SOURCE EXTRACT:
Revenues increased by 3% to £9.5bn (2015: £9.2bn), while:
- Food like-for-like sales rose 3.5%, driven by core convenience business, as Food continued to outperform the market
- Funeralcare revenues grew by 3% and market share increases for first time in five years, driven by move to make funerals more affordable and 69% increase in sales of pre-paid funeral plans
- Insurance delivered strong sales, up 28%, based on motor premium inflation, improved pricing and distribution capabilities.
Since last year’s launch of the Co-op’s new identity, more than 600 Food stores and 200 Funeral homes have been rebranded. Following the launch of its 5 +1 membership scheme, it is expected to reach its target of recruiting 1 million new members by the end of 2017, a year earlier than planned.
Active membership hits 4 million at year end, with a further 350,000 members already recruited in 2017.
Progress to the original target of recruiting 1 million members by the end of 2018 has significantly accelerated and is now due to be reached by end 2017.

PROBLEM: Continue the Co-op results summary above from where it ends, in the same style.

Dataset rows:
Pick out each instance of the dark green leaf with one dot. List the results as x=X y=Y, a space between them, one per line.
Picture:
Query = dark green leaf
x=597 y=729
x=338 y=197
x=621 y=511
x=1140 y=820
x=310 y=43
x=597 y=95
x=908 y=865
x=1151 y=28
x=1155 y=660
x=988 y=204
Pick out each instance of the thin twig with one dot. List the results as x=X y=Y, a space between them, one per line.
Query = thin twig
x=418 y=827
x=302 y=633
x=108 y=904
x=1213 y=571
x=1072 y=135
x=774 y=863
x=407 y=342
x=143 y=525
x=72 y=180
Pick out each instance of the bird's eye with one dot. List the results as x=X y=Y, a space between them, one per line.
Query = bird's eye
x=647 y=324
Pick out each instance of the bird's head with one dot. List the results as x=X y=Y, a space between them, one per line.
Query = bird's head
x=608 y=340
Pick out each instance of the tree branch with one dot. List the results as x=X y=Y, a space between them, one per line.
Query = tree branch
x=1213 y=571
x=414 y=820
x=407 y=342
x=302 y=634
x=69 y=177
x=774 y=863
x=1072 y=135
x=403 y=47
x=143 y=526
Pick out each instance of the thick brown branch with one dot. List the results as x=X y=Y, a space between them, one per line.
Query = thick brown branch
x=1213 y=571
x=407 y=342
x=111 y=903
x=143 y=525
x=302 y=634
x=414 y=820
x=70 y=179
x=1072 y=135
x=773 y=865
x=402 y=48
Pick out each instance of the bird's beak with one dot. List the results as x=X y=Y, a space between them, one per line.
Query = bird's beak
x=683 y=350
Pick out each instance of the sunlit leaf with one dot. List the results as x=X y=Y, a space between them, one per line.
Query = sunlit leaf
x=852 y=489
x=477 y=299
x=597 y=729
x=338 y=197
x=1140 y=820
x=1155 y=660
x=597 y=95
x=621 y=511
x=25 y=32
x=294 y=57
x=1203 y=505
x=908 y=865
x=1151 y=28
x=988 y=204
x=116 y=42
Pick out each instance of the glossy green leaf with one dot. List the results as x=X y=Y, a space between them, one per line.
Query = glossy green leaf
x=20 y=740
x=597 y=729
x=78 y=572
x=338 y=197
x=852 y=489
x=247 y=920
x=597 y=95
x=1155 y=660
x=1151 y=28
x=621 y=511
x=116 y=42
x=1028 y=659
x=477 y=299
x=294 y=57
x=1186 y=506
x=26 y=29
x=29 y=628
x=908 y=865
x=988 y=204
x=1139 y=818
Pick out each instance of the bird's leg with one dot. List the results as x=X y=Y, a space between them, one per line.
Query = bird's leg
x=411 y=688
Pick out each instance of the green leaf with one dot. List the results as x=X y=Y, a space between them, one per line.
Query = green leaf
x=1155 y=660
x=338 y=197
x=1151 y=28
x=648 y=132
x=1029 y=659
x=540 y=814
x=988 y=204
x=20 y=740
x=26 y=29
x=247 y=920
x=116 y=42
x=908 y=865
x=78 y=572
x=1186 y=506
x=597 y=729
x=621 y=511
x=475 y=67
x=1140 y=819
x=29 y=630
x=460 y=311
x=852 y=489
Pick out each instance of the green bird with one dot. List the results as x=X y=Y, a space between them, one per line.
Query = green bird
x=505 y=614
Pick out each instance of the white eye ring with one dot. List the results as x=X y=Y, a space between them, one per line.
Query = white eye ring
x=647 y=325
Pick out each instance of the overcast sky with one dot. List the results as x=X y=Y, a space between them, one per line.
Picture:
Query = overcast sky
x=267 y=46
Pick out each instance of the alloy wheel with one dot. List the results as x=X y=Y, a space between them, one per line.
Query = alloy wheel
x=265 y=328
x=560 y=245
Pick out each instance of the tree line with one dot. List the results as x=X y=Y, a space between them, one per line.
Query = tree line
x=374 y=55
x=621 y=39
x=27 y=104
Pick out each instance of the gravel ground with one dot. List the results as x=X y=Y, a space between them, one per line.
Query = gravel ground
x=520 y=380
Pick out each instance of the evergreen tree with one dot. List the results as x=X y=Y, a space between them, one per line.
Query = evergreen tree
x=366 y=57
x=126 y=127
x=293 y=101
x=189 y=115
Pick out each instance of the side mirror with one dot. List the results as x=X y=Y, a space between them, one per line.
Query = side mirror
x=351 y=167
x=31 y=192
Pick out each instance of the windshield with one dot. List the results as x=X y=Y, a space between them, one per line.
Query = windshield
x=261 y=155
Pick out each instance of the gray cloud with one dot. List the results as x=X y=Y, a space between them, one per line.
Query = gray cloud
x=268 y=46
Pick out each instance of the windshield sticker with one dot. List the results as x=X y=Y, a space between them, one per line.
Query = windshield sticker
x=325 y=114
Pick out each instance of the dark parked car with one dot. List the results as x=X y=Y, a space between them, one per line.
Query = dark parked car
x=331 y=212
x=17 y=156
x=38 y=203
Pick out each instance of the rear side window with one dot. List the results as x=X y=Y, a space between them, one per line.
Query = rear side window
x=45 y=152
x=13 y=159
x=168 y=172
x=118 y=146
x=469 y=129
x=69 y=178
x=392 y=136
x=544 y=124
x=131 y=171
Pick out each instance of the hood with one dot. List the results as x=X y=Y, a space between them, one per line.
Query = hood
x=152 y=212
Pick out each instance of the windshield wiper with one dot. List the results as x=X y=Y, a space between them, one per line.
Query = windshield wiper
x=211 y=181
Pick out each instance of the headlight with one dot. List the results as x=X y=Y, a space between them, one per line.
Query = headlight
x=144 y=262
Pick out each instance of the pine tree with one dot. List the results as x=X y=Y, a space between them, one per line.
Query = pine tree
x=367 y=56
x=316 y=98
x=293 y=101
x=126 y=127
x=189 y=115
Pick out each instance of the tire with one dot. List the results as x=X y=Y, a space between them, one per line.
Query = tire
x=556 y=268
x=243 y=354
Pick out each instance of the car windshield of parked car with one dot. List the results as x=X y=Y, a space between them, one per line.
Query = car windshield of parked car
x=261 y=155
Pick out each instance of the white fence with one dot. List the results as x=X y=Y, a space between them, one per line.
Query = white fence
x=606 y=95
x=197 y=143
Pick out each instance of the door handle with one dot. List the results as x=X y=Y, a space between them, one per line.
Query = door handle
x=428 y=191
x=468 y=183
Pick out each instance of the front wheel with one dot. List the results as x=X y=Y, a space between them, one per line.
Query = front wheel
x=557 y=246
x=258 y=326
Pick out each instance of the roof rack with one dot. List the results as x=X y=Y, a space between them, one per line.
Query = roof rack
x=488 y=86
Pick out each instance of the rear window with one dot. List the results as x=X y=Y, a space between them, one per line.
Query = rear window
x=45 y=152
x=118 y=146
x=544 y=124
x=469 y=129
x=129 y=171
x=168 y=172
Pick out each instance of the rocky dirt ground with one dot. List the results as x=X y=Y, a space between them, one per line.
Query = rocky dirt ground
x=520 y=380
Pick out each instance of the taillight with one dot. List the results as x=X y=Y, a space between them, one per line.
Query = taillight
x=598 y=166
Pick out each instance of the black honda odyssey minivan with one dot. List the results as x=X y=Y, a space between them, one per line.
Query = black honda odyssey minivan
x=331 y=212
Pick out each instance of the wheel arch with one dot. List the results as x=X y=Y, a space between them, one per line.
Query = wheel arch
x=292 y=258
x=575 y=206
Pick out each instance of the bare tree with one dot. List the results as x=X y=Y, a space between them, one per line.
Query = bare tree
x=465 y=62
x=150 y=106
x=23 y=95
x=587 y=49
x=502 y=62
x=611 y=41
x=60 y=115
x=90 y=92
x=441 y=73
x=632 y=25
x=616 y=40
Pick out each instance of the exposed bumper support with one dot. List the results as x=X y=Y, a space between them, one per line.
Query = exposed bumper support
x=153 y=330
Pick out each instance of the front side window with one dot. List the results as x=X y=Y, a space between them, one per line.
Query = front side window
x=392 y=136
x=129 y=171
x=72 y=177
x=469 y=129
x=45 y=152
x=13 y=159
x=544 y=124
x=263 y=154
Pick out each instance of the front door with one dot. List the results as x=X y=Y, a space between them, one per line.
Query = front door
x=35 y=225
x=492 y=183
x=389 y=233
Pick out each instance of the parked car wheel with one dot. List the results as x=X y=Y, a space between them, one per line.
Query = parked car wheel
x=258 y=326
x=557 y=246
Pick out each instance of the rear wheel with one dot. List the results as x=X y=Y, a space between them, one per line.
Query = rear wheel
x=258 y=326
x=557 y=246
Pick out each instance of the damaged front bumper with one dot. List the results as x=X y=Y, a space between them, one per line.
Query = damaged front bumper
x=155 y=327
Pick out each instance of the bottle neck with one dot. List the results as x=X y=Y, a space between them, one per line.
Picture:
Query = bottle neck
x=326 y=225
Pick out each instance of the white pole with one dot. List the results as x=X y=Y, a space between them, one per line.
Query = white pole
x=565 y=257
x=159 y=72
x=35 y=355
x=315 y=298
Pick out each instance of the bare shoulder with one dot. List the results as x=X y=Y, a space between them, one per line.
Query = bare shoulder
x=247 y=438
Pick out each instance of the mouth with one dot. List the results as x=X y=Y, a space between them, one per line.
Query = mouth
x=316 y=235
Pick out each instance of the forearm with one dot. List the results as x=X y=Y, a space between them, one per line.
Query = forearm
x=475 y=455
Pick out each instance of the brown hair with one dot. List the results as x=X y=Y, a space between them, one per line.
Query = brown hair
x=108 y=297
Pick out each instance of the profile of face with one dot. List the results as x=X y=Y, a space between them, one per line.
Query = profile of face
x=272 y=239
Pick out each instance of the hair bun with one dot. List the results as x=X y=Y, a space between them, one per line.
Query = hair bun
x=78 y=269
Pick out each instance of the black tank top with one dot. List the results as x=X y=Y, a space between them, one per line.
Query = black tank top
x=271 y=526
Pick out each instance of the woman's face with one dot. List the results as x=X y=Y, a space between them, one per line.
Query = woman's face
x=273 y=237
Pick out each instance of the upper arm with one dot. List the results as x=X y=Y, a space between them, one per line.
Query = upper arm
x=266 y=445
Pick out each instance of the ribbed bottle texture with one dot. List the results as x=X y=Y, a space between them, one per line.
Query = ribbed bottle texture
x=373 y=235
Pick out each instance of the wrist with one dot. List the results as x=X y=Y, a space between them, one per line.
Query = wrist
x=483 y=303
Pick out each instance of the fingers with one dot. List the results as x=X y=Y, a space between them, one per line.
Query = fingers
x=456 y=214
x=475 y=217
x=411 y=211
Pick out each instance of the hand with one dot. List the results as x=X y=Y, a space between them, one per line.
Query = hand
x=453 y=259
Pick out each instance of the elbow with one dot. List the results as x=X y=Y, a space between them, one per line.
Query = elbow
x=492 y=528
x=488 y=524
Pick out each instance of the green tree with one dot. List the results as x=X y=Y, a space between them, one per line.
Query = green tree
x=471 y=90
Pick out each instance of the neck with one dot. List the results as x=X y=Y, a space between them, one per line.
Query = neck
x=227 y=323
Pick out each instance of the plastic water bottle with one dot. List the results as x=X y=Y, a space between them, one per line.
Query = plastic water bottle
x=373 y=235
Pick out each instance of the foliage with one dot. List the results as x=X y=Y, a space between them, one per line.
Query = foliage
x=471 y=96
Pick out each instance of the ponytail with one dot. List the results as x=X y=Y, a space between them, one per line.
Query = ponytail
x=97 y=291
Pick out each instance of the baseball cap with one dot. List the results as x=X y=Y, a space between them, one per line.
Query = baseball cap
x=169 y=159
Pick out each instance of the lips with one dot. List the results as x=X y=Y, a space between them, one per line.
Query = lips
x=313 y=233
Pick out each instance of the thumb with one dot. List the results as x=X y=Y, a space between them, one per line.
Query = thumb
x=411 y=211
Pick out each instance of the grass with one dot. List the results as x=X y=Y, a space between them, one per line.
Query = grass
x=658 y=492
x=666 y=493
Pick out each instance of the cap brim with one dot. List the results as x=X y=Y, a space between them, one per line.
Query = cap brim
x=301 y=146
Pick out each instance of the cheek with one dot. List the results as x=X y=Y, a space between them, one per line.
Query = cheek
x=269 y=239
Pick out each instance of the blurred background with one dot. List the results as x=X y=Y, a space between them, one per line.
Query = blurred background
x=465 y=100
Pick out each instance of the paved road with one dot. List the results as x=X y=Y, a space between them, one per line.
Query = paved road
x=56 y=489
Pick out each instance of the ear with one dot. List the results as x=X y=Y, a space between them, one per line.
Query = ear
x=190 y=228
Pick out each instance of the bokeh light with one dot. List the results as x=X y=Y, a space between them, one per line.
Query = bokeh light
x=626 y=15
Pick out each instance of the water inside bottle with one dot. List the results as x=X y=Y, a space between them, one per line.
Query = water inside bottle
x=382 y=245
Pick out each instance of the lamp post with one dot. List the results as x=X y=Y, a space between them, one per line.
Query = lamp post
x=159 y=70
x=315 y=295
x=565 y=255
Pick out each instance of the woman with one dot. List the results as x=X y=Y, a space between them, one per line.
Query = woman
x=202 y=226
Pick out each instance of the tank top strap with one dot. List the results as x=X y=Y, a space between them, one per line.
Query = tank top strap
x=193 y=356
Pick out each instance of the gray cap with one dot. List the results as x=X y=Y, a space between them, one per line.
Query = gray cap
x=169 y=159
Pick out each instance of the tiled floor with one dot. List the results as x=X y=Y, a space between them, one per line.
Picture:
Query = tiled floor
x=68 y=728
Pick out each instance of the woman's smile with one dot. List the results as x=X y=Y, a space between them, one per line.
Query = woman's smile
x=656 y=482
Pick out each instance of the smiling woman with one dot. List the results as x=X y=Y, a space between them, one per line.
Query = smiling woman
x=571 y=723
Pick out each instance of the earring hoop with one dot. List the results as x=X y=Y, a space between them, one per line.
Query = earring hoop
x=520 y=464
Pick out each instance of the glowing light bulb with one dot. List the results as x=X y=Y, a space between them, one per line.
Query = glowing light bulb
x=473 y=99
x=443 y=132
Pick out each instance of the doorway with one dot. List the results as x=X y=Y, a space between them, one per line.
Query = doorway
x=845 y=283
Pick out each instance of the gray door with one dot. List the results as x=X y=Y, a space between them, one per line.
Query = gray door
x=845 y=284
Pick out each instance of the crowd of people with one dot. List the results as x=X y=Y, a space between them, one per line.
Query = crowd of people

WRITTEN ANSWER:
Chair Allan Leighton said: “This was an exceptional year for the Co-op and these results show the success of all the work to rebuild. We’ve invested in our brand, our businesses and our colleagues and now we can clearly see the benefits – a big jump in membership, better sales and increasing market share. The Co-op is now better for members, better for colleagues and better for communities up and down the UK.
“This investment was made in a disciplined fashion and within our agreed debt profile. All of this was achieved while staying true to our purpose, as evidenced by the millions we are paying out to local causes.”
Chief executive Steve Murrells said: “We’ve made great progress in rebuilding our Co-op, with all our businesses delivering strong performances. While much remains to be done, our Rebuild plans have really started to deliver value for our customers, our members and their communities. That is exactly what the Co-op should be doing.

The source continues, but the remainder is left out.